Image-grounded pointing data

_ _ _ _

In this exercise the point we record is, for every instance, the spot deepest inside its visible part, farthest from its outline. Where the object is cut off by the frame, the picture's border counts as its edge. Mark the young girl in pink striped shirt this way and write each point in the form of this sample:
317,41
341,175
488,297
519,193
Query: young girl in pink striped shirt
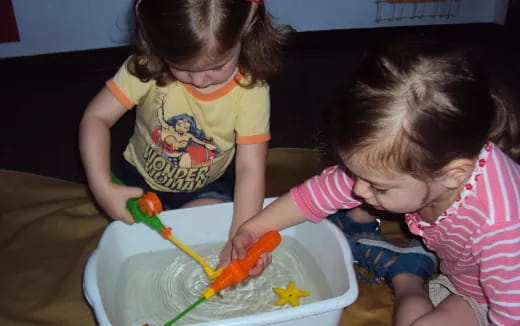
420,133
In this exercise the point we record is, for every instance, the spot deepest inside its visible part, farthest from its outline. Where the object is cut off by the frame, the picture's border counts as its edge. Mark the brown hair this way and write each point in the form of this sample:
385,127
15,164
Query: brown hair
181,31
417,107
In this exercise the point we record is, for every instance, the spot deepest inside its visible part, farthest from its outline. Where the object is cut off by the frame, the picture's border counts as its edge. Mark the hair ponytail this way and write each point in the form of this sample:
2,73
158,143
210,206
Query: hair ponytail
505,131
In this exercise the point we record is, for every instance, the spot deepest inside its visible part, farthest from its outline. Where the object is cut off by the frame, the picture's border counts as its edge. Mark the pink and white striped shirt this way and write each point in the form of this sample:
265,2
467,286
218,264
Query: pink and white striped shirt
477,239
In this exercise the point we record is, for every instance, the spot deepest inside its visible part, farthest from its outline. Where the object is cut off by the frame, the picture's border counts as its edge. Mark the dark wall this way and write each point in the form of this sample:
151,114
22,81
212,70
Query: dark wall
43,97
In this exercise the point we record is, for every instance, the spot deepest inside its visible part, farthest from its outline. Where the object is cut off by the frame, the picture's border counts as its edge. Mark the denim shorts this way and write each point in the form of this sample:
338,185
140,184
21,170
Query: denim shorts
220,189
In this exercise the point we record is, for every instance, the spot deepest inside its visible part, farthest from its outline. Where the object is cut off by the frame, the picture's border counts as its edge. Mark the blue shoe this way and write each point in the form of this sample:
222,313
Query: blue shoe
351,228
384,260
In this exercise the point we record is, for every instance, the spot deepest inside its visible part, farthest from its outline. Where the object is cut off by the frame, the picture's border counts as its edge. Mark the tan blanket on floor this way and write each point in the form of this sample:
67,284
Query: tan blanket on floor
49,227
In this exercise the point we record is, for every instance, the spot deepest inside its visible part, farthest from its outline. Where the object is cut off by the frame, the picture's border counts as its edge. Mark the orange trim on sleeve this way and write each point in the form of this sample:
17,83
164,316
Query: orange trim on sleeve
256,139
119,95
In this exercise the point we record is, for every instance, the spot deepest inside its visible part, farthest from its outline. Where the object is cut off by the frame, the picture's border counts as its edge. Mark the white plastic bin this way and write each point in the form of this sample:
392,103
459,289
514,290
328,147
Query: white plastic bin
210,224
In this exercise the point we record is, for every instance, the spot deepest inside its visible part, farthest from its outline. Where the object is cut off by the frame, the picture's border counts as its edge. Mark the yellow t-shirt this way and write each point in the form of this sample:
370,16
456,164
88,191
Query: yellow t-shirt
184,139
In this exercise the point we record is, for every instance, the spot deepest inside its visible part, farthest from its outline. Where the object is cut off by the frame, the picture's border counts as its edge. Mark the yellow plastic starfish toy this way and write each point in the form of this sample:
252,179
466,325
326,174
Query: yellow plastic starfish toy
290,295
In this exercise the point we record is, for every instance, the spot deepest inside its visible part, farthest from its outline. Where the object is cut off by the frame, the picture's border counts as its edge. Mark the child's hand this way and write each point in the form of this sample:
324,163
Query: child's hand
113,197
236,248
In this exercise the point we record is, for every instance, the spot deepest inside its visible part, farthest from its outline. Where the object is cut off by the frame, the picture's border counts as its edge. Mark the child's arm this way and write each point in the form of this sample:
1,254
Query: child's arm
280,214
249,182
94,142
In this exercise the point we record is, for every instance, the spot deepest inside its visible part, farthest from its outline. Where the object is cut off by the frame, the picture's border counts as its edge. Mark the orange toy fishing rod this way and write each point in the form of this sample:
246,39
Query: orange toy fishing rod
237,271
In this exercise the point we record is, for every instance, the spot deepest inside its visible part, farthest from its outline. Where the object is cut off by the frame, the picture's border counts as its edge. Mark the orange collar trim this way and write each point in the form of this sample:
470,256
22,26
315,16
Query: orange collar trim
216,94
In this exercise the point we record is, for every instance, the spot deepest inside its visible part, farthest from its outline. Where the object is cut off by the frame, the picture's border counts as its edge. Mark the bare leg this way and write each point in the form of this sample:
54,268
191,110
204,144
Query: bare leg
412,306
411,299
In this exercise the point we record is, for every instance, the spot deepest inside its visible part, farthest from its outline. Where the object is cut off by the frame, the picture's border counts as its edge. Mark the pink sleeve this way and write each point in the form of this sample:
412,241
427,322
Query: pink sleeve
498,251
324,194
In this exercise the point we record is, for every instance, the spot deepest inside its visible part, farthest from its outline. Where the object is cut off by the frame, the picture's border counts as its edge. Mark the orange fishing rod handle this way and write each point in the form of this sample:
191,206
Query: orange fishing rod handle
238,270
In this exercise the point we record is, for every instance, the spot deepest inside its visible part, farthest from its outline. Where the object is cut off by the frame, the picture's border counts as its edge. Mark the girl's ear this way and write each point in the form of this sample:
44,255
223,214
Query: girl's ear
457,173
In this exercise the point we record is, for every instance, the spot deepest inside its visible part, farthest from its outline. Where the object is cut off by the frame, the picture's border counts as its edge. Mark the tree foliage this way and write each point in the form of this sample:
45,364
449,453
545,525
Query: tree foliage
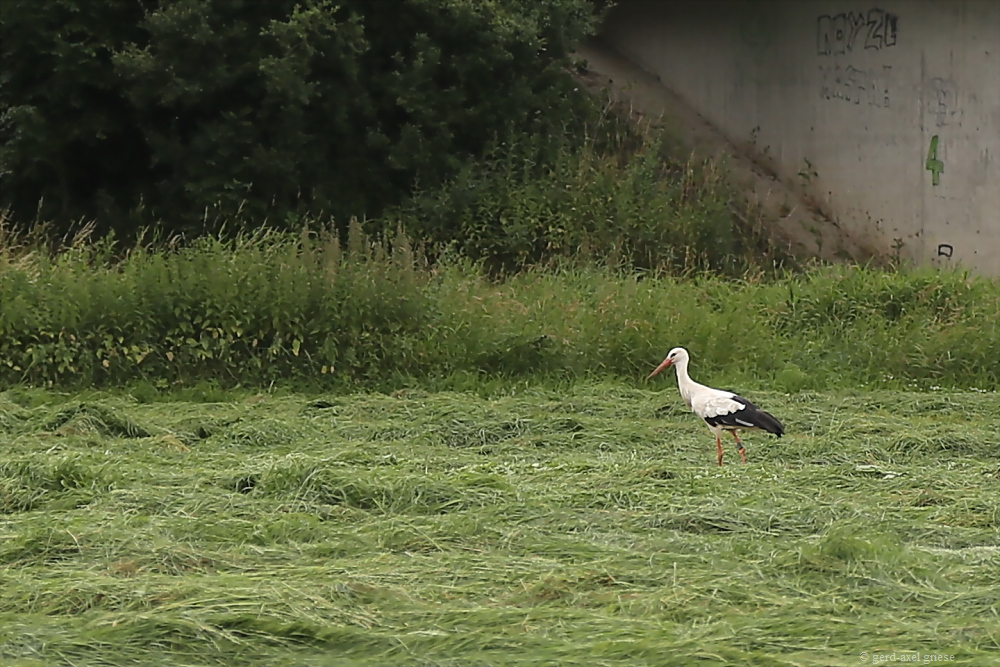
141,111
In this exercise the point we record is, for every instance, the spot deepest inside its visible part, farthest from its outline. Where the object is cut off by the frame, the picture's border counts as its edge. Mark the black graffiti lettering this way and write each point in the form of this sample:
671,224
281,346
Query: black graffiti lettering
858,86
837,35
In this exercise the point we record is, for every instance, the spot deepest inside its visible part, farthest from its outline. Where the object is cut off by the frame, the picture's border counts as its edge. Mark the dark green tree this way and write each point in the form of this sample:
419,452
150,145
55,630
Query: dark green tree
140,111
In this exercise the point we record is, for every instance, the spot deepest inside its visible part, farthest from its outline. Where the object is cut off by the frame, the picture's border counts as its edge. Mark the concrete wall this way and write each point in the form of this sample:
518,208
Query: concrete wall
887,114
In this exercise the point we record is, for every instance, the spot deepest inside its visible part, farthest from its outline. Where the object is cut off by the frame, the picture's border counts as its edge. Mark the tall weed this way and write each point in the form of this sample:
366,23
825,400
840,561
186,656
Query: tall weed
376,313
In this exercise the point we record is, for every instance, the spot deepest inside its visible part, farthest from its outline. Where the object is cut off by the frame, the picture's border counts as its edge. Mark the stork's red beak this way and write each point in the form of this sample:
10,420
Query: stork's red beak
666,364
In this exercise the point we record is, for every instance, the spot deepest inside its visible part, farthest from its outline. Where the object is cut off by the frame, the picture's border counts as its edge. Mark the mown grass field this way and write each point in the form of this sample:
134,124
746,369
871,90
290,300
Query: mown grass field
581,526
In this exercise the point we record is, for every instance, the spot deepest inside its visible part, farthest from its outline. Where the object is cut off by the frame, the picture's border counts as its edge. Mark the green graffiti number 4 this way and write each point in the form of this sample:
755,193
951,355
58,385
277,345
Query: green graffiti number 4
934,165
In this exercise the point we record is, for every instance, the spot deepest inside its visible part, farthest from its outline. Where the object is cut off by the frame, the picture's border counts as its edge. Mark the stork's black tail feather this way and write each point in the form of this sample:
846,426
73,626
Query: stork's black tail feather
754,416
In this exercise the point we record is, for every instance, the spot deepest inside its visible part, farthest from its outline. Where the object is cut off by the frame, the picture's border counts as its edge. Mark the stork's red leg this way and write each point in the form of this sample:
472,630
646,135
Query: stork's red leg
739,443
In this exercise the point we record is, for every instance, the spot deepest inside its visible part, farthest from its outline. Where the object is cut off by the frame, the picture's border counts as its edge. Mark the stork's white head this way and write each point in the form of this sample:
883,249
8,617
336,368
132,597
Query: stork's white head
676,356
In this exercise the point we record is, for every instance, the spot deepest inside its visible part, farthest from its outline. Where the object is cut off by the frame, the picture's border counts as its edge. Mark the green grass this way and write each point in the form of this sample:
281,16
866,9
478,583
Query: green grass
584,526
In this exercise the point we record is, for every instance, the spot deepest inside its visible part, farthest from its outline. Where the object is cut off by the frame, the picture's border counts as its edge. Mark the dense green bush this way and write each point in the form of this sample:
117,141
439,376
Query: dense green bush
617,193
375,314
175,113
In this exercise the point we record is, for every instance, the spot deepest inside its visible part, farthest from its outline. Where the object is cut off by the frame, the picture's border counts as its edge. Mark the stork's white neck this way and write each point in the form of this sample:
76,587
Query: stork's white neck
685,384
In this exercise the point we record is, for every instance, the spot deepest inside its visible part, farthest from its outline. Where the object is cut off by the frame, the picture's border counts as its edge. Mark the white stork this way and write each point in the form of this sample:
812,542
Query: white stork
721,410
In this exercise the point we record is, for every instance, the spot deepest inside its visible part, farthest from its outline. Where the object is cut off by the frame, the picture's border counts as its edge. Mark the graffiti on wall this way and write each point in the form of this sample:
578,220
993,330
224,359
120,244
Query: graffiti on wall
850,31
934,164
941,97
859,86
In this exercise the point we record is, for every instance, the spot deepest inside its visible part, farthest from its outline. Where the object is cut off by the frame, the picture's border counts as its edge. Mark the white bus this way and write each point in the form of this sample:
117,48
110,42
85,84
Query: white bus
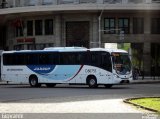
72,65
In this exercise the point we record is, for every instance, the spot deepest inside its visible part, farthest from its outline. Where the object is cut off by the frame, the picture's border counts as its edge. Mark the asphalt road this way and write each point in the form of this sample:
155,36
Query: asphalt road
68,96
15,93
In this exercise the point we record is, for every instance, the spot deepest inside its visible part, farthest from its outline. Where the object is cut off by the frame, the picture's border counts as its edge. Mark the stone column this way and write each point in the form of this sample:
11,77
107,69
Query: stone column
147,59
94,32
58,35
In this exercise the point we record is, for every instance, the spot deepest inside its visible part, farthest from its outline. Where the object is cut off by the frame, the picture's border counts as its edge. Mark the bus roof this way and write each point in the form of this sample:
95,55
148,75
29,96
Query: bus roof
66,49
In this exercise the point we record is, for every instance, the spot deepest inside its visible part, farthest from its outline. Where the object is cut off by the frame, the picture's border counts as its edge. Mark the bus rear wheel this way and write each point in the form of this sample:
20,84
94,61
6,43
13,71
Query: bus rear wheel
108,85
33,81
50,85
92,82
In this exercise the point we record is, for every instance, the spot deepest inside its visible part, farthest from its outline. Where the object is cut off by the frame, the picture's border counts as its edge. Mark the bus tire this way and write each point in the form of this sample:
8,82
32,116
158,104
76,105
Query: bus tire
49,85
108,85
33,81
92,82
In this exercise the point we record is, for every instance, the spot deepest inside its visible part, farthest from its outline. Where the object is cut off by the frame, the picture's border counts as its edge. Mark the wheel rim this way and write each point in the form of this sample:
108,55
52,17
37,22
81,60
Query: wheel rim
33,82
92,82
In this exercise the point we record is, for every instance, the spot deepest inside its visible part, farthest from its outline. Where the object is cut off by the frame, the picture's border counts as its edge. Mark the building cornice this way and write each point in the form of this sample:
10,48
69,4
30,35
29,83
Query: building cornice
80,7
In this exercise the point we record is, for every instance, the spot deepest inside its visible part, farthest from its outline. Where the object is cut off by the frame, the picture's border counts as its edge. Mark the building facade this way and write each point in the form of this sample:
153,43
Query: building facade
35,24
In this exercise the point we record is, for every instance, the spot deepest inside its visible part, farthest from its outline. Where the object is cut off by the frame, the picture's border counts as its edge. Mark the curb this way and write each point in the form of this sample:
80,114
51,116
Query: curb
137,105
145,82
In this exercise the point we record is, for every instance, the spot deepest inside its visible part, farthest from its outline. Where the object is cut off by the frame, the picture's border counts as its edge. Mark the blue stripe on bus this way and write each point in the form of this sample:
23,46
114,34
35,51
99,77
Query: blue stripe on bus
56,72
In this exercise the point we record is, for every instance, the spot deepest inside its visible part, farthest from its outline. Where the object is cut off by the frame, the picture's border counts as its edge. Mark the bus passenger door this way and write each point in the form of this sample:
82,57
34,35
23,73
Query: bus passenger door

_ _ _ _

▸ Task to carry out
Within the entries above, report how many lines include "door", and keep the answer to the number.

▸ Solution to this problem
2